Directions for this task: Scan the data beneath this task and copy each line that includes "person".

Excerpted data:

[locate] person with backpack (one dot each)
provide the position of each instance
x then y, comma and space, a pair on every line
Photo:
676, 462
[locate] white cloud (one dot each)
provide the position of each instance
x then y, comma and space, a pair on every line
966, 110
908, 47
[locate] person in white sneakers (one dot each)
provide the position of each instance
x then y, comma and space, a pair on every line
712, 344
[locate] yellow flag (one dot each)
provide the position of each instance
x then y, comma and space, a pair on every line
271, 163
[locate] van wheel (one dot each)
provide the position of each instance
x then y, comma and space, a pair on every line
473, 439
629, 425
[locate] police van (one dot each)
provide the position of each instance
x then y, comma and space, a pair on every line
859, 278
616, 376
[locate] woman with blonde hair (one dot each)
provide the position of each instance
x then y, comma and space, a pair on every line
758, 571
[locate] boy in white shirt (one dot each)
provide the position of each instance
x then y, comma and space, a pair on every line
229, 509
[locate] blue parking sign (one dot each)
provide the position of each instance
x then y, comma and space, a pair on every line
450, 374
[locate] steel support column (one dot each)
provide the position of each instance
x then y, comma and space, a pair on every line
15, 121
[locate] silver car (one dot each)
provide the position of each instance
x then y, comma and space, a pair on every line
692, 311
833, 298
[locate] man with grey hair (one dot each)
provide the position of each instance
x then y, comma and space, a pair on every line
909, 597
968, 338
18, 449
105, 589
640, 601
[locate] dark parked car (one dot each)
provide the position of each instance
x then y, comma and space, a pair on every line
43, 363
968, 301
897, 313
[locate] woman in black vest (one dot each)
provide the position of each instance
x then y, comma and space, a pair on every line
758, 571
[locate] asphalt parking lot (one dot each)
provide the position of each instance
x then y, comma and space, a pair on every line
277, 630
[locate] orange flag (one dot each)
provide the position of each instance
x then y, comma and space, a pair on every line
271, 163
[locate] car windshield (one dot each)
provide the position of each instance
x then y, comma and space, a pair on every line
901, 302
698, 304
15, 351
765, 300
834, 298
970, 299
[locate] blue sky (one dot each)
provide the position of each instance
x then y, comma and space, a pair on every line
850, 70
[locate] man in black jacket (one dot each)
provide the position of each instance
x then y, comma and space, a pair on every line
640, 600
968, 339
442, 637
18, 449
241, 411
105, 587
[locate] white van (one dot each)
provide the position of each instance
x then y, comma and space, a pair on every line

Task result:
[locate] person with backpack (one dot each)
[locate] person in white sneakers (one dot each)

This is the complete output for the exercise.